• Исходный текст:
-*-*-
Светлый фон

* * *

С тревожным нетерпением приближались мы к злобно ощерившейся родине. К числе немногих впечатлений, которые на всю жизнь сохраняют свою первоначальную яркость, относится и переезд через границу в Белоострове. Вместо «бурного моря» перед глазами развернулось какое-то «сонное царство». Был чудесный весенний день, солнце ласково согревало толпу людей на перроне, неряшливо и причудливо одетых, лениво слонявшихся взад и вперед, не проявляя никакого интереса к окружающему. Особенно поражало мертвенное безразличие таможенных чиновников, всегда отличавшихся ревностью и настороженностью ищеек. Теперь их внимание было всецело поглощено несколькими ковригами соблазнительно пахнущего черного хлеба, которые мы захватили с собой, и, видя умоляющие глаза, трудно было отказать в просьбе уделить им кусок этого необычайного лакомства.

Такое же зрелище «сонного царства» ожидало нас и в Петербурге. Площадь перед вокзалом также была усеяна людьми, вяло и бесцельно передвигавшимися. Некоторое оживление замечалось только в кучках вокруг торговцев, продававших яблоки, сомнительного вида сладости, папиросы и т. п. Среди торговцев попадались новые, интеллигентные и аристократические лица – преимущественно женщины, предлагавшие разнообразнейшие вещи домашнего обихода.
-*-*-
• Набор записей:
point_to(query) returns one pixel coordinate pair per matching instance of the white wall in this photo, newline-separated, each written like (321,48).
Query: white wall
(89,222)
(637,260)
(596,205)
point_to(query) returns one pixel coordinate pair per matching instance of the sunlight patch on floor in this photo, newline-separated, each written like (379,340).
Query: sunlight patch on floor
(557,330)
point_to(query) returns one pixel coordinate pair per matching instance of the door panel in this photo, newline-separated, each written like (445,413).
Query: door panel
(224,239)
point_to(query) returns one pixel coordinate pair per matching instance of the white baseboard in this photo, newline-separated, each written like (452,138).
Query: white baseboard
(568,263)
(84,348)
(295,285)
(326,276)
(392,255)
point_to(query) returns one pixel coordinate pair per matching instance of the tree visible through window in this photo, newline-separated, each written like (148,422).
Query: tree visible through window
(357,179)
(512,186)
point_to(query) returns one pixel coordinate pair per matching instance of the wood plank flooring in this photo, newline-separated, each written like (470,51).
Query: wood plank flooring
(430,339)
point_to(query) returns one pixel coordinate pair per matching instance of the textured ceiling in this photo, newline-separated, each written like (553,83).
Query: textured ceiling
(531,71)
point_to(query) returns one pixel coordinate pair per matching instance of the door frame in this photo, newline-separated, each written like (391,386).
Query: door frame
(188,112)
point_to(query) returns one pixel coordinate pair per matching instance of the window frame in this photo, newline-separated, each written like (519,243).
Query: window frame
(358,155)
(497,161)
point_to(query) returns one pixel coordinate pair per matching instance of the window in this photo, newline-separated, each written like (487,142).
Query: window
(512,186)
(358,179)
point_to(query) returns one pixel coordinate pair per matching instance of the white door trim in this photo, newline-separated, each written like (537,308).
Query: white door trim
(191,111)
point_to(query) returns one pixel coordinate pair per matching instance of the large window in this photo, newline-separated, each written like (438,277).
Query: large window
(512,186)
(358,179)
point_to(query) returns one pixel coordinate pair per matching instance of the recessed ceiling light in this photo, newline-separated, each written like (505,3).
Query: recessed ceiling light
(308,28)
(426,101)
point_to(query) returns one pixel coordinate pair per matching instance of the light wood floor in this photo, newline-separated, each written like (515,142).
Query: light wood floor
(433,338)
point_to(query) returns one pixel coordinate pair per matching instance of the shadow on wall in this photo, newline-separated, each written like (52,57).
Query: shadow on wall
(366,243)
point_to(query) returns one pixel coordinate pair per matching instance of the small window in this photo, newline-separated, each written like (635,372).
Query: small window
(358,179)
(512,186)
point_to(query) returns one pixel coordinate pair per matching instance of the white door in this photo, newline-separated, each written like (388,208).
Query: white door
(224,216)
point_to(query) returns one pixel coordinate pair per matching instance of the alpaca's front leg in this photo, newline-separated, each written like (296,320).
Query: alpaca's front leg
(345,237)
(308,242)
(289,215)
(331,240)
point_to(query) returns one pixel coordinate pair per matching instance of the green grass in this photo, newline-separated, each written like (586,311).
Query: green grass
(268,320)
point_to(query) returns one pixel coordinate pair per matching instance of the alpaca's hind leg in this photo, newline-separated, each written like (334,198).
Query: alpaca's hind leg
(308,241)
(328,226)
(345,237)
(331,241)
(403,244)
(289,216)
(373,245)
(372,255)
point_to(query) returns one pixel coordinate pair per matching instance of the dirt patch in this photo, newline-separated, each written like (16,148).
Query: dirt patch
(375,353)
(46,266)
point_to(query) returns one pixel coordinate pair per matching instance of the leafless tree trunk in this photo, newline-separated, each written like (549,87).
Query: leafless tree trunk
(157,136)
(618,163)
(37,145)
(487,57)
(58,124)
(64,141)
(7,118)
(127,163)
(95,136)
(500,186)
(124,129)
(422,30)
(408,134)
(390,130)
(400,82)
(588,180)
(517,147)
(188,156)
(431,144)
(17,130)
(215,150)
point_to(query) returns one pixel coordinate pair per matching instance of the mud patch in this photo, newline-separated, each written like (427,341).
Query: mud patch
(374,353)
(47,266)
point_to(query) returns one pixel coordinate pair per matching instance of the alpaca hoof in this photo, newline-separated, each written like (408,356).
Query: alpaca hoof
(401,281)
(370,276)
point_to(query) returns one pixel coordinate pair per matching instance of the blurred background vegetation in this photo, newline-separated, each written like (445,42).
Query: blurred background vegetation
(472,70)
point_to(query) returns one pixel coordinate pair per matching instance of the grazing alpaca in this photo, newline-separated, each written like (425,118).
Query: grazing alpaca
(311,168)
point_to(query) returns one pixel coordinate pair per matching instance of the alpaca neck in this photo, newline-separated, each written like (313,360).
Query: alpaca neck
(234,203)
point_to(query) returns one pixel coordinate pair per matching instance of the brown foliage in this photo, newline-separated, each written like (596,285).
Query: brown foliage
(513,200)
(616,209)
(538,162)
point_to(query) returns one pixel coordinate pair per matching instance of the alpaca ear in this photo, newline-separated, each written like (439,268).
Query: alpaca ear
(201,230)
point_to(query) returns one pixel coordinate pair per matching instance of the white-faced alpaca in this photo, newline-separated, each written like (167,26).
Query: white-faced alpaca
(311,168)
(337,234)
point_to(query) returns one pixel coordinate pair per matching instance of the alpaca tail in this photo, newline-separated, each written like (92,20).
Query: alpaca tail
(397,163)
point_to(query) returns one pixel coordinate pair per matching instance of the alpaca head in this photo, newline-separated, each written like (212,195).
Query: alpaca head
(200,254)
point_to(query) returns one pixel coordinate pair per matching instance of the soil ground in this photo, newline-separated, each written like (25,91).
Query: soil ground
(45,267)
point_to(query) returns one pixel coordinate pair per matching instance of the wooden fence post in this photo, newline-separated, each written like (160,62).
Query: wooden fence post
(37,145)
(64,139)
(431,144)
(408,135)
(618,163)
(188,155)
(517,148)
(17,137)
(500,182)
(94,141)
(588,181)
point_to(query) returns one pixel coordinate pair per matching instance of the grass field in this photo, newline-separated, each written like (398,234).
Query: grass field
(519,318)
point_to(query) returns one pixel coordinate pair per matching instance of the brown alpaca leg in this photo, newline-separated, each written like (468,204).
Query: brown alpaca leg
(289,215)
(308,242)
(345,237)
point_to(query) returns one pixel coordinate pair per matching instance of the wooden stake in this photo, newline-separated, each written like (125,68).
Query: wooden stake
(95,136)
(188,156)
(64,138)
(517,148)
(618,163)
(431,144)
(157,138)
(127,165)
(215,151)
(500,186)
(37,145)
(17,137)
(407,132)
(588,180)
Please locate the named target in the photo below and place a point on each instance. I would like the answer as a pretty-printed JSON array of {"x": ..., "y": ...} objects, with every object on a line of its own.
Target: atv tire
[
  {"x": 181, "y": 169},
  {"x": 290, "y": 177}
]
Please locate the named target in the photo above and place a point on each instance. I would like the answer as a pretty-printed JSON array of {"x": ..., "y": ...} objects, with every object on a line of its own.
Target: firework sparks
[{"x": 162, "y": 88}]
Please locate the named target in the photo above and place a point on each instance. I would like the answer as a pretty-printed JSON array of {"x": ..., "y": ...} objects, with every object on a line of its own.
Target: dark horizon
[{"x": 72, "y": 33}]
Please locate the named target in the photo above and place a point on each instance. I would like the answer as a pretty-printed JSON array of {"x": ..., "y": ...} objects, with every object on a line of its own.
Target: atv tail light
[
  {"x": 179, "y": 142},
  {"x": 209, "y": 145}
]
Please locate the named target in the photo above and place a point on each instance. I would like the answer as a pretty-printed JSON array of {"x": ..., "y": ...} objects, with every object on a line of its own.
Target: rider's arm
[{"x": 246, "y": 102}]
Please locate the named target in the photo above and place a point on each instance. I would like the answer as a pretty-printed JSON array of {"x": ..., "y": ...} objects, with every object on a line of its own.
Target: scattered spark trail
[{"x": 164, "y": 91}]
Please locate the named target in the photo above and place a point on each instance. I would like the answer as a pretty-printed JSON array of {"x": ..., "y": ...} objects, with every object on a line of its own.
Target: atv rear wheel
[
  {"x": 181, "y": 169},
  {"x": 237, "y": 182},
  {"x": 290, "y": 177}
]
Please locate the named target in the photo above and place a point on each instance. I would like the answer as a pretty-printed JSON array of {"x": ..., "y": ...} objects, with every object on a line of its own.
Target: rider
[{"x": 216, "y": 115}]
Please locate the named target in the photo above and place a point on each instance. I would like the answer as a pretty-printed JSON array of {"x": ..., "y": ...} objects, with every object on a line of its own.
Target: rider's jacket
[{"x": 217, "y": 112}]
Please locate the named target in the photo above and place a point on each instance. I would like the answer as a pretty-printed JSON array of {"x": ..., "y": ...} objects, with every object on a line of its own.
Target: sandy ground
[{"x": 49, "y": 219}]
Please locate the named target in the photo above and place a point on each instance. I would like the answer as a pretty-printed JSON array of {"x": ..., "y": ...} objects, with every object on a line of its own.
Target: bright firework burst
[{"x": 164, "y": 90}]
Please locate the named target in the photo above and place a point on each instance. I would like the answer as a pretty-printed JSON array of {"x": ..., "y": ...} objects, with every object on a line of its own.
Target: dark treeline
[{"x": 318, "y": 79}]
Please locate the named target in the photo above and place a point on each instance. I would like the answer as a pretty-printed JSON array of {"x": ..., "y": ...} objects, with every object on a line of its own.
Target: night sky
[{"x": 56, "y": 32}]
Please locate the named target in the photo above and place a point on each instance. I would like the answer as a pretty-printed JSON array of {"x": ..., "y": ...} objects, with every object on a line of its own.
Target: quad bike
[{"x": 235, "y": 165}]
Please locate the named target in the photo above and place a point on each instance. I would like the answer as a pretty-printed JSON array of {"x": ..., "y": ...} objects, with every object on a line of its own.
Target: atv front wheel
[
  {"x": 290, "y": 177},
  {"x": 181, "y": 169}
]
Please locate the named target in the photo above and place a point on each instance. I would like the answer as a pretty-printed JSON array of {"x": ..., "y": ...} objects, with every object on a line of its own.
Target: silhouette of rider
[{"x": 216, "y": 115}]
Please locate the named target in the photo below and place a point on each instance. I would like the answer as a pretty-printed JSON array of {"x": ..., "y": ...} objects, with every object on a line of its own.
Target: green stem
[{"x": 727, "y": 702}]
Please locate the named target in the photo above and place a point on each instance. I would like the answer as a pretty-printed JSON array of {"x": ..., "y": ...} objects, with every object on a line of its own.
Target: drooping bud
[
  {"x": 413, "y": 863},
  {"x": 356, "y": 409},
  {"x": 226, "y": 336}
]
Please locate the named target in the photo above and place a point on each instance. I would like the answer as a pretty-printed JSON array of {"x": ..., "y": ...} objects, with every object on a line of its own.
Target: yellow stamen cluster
-*-*-
• Задание: Продолжите текст о возвращении на родину через Белоостров и Петербург, начав сразу после его последнего предложения. Записи никак не связаны с текстом.

• Ответ:
У сыновей все оказалось благополучно, и квартира оказалась нетронутой, отчасти благодаря тому, что находилась в доме шведской церкви, а главным образом потому, что тогда Петербург начинал уже пустеть: за время нашего отсутствия состоялся перевод столицы в Москву. Это была первая символическая гримаса революции. Я вспомнил мрачное заседание кадетской фракции Совета республики (пресловутого Предпарламента) незадолго перед октябрьским переворотом, когда стало известно намерение Временного правительства эвакуировать Эрмитаж и другие ценности в Москву. Как ярко разгорелись страсти: вернувшийся к кадетам Н. Львов горячо приветствовал это намерение, потому что «давно уже пора бросить Петербург, он язва России». Против него с пламенной речью выступил Ф. И. Родичев, ярый эпигон российского западничества. Эвакуация в Москву ему рисовалась более чреватой последствиями, чем угроза немецкого захвата Петербурга: немцы в столице не останутся, а Москва не отдаст того, что в ее руки попадет. И вот наконец осуществление заветной славянофильской мысли – ликвидировать историческое значение Петербурга, петровского «окна в Европу», история подбросила – кому же? – создателям Третьего Интернационала, относившимся к славянофильским чаяниям с высокомерным презрением. И душа чарующего Петербурга от него сразу отлетела, это болезненно ощущалось на каждом шагу, а травка, пробивавшаяся уже на гранитных мостовых, казалась «травой забвенья», и гвоздило в мозгу название напечатанного в «Речи» фельетона Мережковского: «Петербургу быть пусту…»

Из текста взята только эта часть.